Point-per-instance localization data
>>>>>
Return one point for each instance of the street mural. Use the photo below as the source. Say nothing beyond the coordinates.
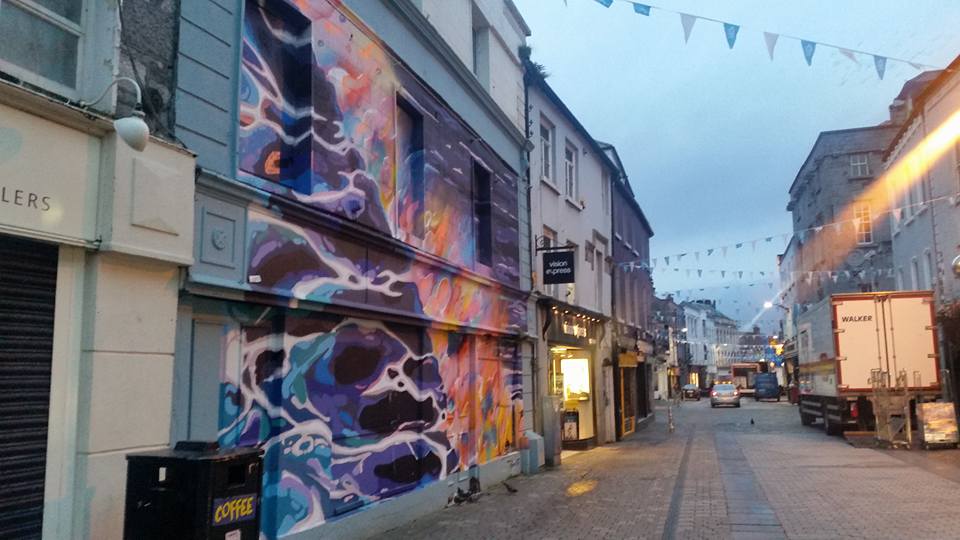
(351, 411)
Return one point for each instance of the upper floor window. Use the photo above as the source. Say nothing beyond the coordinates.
(570, 171)
(482, 213)
(41, 42)
(546, 149)
(410, 166)
(864, 224)
(859, 165)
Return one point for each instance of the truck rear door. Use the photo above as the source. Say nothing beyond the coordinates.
(911, 338)
(859, 340)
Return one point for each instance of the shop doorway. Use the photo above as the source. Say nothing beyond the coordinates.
(28, 284)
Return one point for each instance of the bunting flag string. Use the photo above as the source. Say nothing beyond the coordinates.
(808, 46)
(803, 235)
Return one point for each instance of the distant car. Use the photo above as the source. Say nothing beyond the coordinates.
(690, 391)
(724, 394)
(766, 386)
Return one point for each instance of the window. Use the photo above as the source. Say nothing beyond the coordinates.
(599, 275)
(546, 149)
(605, 192)
(570, 171)
(549, 240)
(859, 165)
(410, 167)
(41, 41)
(482, 215)
(864, 224)
(914, 274)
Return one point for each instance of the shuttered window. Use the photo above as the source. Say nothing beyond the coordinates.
(28, 274)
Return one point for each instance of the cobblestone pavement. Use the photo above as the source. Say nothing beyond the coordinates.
(719, 476)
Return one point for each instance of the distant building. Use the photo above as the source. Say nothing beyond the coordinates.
(925, 224)
(667, 323)
(710, 338)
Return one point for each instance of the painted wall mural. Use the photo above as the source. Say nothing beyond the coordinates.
(352, 411)
(361, 137)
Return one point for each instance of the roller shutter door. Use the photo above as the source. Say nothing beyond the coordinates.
(28, 275)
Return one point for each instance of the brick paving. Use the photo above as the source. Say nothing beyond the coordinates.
(718, 476)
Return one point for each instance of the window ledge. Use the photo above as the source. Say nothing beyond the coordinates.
(549, 183)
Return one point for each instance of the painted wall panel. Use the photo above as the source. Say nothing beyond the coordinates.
(352, 411)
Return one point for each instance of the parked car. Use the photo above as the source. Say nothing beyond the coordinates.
(724, 394)
(766, 386)
(690, 391)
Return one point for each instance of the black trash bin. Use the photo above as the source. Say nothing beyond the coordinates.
(194, 491)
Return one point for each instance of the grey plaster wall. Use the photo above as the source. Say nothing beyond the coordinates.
(207, 80)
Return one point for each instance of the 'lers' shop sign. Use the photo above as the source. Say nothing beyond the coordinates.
(558, 267)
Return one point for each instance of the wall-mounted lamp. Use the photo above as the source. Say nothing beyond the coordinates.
(132, 129)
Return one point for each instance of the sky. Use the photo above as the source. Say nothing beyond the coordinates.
(712, 137)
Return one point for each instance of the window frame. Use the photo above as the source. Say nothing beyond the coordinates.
(78, 29)
(864, 216)
(571, 186)
(858, 168)
(547, 151)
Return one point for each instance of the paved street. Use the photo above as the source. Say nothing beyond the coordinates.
(719, 476)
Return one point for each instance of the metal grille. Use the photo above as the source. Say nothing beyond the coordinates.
(28, 275)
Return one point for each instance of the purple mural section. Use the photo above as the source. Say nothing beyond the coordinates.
(373, 205)
(351, 411)
(328, 118)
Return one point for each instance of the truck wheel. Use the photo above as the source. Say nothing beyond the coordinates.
(829, 427)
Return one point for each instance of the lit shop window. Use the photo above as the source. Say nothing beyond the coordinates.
(576, 379)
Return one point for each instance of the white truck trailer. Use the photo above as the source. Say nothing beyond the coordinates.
(844, 338)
<<<<<
• PROBLEM DESCRIPTION: Your answer should be the lines from the one containing "Return one point for each instance of the lit" to the end of the entries above, restated exactly and alone.

• YOUR SOLUTION:
Return one point for each instance of the lit shop window. Use the photo above as the source. Say nothing beyond the coordinates.
(576, 379)
Return one point for each instance of the white truck trailer. Use the photo above as the source. Say nothing beyond the coordinates.
(844, 338)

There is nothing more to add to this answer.